** Start **
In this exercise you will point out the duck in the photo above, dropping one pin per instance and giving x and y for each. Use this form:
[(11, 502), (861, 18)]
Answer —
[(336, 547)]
** End **
** Start **
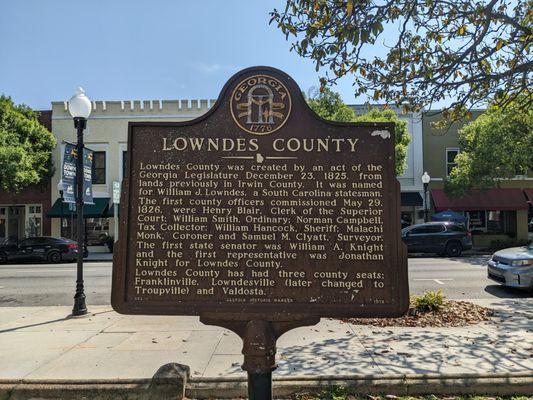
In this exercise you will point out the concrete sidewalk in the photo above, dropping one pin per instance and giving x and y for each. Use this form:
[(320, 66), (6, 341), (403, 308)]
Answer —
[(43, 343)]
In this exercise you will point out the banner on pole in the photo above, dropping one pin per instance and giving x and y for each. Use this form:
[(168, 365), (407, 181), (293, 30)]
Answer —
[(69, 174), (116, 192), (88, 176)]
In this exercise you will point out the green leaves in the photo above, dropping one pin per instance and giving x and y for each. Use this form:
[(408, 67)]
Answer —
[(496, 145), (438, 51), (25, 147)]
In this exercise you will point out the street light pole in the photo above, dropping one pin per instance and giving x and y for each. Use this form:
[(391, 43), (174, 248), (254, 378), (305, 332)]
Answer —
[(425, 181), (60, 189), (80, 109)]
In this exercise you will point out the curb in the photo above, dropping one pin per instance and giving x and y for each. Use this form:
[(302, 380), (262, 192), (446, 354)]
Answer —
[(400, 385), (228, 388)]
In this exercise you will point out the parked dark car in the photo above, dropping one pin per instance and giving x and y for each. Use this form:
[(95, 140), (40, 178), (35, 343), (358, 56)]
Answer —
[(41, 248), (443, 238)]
** End **
** Start **
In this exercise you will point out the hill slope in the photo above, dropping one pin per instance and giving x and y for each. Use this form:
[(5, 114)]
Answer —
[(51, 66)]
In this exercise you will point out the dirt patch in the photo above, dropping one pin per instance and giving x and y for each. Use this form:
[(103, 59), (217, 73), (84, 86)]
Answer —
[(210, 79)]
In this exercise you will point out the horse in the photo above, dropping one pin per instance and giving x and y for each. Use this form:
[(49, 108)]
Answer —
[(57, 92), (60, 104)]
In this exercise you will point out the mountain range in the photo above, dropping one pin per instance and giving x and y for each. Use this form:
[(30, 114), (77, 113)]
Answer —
** End **
Return every line of the material above that contains the string "pole", treating uppercase and lowercase letters as distinct.

▸ COMPLETE ANSWER:
In this exercise you will point out the banner on pole in the photo above, dropping one pin per instance and giving x and y for each. Use this form:
In this exercise you will point out the street light pole in the photo above, dropping one pin per instance and giving x and y for each. Use this form:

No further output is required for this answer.